→ **Records shown**
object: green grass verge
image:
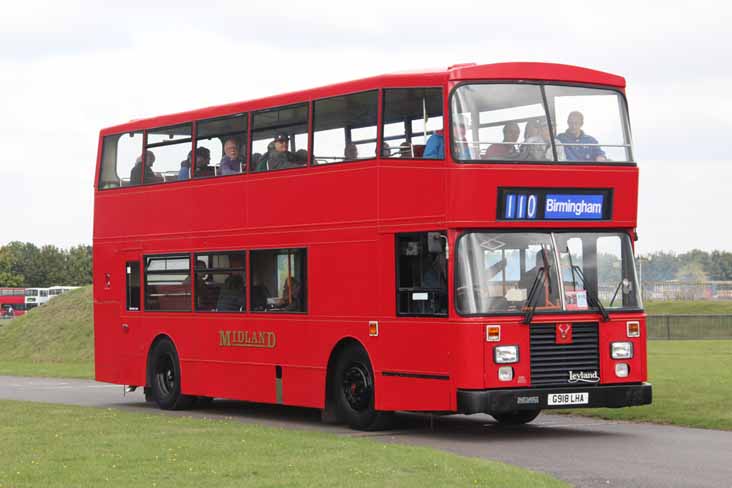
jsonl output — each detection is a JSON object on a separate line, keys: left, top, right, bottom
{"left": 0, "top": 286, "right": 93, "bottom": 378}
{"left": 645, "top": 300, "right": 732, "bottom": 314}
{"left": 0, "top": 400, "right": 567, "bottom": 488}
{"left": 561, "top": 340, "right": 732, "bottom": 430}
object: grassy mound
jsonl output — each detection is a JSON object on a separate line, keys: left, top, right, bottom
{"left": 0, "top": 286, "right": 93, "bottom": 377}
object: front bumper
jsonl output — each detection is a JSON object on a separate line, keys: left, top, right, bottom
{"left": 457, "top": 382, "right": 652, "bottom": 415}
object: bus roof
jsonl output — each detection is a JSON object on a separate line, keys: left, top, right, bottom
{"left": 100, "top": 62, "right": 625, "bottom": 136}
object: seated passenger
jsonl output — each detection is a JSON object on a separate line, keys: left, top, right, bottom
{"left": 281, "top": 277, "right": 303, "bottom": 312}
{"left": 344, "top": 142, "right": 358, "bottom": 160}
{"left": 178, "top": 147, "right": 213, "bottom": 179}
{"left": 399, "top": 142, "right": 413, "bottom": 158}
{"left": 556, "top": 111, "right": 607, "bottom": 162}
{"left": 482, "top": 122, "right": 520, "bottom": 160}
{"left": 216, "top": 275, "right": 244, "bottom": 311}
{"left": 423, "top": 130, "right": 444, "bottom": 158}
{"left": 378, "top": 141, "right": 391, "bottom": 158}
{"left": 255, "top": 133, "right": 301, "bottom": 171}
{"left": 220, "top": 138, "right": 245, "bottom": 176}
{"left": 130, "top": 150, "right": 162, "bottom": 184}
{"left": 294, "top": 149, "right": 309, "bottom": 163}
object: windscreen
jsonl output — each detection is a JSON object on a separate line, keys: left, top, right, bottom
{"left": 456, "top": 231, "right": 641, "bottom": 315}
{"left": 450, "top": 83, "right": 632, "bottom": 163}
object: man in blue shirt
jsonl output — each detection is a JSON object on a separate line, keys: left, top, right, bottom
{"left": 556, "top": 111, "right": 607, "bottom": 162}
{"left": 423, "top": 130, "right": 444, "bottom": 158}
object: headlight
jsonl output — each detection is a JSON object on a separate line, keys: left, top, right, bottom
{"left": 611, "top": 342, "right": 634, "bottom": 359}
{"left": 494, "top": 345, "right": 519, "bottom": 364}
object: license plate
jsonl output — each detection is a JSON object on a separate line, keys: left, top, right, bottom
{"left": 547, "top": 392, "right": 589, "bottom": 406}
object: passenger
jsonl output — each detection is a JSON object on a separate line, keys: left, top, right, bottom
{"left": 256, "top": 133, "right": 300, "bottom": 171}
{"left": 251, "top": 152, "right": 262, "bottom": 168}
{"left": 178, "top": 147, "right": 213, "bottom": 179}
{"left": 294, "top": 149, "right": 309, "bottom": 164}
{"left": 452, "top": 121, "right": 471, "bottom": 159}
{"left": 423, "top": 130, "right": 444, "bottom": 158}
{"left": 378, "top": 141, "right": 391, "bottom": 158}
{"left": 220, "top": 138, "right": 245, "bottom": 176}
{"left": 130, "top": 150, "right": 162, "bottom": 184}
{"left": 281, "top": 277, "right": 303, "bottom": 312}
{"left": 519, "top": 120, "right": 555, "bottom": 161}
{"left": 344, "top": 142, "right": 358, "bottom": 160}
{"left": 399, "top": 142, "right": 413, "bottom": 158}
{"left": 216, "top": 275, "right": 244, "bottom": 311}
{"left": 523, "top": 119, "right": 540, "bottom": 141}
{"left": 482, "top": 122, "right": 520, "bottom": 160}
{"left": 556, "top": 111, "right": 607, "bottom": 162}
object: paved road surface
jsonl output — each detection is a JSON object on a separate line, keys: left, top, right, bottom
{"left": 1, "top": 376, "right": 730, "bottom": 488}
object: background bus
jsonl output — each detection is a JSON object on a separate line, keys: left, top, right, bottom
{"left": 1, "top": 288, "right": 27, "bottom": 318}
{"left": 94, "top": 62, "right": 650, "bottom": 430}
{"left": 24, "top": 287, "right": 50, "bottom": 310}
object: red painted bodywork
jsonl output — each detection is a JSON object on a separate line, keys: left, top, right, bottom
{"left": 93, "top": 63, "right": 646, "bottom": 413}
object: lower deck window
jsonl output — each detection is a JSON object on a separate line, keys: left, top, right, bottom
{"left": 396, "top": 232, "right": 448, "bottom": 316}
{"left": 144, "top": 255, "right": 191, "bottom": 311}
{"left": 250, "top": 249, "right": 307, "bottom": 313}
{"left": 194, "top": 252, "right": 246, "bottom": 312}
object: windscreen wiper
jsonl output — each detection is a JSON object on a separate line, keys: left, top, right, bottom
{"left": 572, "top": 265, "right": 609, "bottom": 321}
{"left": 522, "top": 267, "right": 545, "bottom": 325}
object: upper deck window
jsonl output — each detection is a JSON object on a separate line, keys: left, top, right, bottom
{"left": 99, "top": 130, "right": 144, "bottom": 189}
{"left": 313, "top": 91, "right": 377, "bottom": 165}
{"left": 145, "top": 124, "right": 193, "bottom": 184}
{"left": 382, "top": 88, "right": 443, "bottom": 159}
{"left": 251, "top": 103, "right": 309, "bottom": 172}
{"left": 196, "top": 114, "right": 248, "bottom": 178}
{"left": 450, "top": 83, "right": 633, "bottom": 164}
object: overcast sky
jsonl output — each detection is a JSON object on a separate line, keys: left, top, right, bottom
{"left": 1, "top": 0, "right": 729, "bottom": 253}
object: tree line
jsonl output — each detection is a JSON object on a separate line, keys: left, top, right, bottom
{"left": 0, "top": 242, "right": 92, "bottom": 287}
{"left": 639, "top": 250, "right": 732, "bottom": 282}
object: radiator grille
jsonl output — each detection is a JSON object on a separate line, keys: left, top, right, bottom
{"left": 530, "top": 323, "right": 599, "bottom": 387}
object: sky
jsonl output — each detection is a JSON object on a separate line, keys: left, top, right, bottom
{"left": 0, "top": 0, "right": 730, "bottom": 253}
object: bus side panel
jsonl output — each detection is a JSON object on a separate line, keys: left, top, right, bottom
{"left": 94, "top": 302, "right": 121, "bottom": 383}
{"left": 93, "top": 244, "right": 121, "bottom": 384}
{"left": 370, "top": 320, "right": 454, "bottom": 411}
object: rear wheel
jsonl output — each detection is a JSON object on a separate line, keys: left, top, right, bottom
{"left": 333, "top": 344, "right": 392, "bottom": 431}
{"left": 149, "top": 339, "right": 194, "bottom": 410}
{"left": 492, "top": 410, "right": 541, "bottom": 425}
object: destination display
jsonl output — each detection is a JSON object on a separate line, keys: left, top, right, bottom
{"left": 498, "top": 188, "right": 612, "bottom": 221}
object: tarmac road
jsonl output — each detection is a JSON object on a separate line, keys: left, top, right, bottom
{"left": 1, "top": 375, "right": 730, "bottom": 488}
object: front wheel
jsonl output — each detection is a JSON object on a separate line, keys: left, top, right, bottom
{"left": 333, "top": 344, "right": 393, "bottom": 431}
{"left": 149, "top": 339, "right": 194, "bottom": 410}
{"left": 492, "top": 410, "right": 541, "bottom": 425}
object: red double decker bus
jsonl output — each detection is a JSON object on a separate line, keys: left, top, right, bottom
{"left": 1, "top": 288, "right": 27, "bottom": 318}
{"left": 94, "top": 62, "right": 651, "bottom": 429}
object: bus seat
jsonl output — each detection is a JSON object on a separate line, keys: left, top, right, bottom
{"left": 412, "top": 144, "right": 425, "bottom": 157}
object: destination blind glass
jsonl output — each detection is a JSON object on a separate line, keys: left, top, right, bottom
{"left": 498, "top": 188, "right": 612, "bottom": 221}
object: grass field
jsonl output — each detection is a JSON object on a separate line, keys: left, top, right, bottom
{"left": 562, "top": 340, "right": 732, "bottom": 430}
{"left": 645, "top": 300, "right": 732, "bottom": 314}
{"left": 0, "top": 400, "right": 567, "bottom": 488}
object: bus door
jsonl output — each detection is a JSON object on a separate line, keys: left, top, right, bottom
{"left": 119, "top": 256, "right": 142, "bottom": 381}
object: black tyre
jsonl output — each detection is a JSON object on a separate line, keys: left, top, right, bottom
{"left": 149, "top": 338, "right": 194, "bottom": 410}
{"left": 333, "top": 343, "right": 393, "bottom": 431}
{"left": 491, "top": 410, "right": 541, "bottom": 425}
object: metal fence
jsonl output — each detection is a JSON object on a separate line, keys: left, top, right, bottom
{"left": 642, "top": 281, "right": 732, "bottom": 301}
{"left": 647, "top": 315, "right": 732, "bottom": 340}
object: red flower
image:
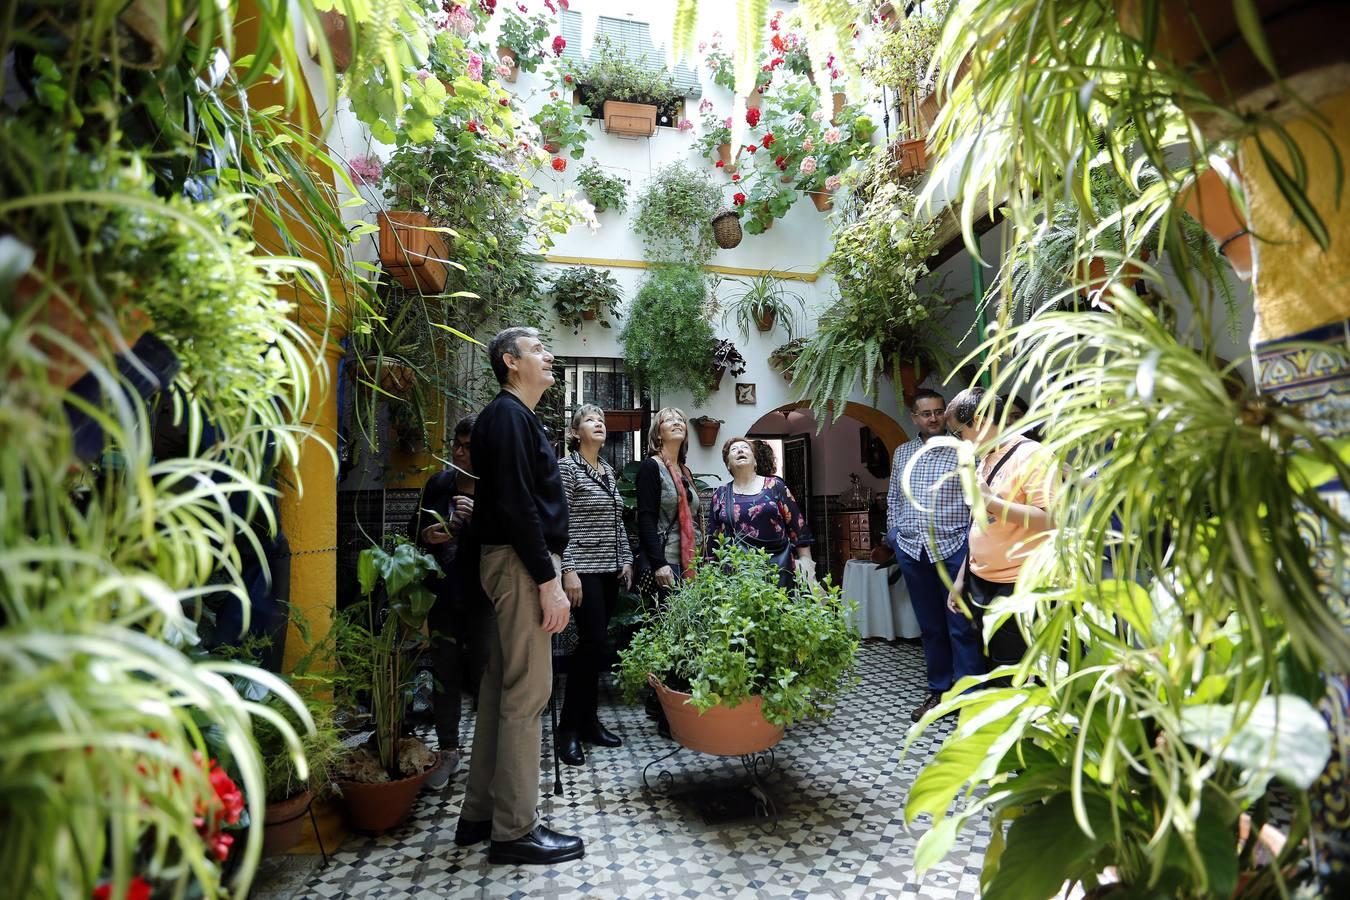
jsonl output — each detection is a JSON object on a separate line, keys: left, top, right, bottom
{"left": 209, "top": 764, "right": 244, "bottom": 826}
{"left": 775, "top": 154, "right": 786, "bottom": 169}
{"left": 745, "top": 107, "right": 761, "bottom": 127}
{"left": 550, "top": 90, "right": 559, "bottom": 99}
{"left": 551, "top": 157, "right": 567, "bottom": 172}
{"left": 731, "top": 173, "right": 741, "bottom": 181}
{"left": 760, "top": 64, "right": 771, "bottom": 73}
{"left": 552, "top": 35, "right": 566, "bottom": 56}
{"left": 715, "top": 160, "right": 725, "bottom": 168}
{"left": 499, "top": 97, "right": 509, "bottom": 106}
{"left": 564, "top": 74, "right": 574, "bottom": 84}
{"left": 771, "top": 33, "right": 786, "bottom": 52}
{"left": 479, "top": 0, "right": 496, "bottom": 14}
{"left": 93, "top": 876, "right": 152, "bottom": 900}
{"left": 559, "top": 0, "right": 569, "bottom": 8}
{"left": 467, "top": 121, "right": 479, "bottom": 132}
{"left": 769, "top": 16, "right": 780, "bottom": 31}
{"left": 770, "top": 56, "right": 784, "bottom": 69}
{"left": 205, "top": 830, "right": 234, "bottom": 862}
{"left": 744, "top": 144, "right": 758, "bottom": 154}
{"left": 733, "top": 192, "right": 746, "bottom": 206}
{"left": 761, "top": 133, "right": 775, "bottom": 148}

* * *

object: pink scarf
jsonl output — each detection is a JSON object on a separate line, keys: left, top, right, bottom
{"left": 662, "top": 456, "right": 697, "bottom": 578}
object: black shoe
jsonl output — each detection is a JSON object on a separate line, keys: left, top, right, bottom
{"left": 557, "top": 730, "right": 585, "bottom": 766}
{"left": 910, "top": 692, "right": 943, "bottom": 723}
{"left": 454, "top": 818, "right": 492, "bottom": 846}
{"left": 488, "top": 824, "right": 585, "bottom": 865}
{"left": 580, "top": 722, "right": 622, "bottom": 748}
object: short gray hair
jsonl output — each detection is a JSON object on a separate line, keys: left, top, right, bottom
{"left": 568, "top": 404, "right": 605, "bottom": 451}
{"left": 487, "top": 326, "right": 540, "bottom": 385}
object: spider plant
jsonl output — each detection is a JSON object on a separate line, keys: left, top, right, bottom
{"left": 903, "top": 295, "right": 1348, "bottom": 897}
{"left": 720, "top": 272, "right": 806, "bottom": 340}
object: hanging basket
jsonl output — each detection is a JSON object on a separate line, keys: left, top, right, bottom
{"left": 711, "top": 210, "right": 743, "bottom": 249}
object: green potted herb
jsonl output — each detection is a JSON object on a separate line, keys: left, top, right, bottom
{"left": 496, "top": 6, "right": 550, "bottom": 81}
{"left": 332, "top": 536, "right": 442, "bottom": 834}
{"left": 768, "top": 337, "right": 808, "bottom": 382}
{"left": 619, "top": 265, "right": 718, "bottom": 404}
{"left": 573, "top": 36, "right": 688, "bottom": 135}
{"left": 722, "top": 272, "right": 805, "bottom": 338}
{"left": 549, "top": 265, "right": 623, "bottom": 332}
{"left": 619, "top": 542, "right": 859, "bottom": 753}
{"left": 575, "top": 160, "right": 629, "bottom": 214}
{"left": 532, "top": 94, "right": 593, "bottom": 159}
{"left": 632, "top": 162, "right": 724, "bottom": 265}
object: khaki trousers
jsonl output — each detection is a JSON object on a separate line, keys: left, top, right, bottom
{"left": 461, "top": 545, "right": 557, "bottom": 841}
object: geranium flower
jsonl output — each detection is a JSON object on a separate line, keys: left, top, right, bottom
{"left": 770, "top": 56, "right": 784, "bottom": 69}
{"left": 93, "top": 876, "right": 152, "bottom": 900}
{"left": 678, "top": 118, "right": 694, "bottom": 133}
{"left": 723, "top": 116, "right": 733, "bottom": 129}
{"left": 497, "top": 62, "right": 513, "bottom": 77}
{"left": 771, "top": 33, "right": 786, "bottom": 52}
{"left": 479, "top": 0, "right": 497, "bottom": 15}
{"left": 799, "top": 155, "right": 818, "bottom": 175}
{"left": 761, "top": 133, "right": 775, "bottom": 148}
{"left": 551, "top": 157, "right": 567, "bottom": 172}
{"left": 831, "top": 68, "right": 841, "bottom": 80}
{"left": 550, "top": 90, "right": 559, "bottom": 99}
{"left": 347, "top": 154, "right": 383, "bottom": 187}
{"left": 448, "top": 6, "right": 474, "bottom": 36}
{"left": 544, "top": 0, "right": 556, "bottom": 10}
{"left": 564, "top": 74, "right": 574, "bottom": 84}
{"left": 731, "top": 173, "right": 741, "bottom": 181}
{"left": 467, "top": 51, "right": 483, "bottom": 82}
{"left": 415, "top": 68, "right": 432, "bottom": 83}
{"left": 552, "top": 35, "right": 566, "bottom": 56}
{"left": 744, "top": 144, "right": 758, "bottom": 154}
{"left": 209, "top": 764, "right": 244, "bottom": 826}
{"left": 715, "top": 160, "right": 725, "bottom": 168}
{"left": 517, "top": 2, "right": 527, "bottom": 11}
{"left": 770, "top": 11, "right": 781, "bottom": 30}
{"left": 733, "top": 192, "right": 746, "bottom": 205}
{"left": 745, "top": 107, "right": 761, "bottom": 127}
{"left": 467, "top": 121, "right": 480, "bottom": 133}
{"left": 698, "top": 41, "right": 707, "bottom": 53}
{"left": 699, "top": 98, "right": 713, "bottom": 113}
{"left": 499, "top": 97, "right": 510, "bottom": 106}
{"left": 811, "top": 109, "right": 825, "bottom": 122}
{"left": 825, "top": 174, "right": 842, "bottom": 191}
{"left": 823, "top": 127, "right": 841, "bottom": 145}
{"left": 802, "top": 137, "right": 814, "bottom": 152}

→ **Problem statement**
Which lines hold the string "windscreen"? Copy all of them from the data above.

→ **Exercise solution**
object: windscreen
object: windscreen wiper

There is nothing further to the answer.